TASK REQUIREMENTS:
Which lines below include "baseboard"? Copy them all.

RECORDS FOR THE TASK:
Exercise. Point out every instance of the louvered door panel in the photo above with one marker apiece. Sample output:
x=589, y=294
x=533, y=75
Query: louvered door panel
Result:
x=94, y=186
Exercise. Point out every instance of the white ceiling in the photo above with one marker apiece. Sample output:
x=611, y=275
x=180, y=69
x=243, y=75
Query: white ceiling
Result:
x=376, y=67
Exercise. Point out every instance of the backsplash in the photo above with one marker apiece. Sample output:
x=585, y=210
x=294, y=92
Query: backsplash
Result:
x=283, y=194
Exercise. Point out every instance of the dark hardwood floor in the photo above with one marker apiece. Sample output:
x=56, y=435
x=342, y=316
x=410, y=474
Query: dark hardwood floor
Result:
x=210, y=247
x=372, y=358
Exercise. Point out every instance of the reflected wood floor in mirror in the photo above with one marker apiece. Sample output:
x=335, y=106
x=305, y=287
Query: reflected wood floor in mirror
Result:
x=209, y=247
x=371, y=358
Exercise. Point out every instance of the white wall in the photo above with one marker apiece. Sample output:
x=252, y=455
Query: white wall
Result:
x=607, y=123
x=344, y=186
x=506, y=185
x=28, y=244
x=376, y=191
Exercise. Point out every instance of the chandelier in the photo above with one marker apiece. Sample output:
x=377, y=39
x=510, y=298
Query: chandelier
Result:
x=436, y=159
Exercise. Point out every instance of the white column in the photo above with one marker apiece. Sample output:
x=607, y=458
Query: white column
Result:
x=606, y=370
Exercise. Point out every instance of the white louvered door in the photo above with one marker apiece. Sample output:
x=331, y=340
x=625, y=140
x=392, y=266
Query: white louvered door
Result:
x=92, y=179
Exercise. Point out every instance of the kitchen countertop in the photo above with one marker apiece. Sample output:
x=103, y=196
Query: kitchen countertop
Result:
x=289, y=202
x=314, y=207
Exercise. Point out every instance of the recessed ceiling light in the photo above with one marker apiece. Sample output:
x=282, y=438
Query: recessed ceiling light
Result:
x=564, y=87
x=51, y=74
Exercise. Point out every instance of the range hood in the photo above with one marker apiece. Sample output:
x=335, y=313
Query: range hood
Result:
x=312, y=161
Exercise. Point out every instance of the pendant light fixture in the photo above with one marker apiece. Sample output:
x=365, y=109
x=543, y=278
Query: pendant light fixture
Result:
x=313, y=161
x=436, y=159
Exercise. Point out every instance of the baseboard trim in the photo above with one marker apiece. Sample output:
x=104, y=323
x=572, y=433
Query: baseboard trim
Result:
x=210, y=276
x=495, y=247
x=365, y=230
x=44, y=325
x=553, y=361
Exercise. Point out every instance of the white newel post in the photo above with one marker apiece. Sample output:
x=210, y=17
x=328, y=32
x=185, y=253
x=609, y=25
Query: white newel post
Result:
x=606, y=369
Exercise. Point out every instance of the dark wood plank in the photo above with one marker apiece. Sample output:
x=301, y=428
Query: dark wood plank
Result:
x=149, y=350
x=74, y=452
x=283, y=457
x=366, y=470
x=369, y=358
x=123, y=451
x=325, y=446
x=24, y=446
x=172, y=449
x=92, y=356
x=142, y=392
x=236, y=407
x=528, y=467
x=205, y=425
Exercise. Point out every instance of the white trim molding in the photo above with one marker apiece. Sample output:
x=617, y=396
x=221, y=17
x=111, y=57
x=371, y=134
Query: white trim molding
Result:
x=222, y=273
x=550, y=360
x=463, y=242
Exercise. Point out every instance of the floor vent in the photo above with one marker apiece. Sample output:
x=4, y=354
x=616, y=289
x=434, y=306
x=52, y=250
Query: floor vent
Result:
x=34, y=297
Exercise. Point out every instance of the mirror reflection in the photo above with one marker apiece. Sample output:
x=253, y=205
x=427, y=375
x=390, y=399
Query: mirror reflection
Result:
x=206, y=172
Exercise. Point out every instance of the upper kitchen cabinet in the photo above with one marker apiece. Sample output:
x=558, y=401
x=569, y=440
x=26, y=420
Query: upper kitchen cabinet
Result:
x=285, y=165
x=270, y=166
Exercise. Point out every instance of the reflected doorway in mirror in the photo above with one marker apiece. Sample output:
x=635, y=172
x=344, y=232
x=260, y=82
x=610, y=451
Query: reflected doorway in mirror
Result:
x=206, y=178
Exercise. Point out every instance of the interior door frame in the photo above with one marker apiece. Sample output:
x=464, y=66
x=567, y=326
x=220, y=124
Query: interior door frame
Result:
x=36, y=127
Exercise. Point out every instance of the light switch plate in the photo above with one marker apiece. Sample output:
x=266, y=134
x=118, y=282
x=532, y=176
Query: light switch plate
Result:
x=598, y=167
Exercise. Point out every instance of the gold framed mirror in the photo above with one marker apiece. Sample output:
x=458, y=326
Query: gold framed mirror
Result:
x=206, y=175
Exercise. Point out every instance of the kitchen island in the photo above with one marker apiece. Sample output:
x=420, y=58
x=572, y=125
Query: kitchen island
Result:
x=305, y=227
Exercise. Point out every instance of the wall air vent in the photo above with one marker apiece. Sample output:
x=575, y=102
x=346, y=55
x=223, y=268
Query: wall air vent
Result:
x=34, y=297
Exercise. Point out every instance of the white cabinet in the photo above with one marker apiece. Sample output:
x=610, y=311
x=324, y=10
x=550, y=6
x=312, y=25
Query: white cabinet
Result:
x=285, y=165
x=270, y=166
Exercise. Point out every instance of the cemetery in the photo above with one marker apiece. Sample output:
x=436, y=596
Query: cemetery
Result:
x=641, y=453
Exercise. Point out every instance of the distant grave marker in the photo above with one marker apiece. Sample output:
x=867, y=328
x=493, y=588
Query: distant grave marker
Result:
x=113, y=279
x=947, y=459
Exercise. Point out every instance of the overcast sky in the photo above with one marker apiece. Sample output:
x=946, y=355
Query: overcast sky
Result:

TASK ANSWER:
Exercise. Point out every instance of the baseboard trim in the photo above with one marker apiece. Sample output:
Query: baseboard trim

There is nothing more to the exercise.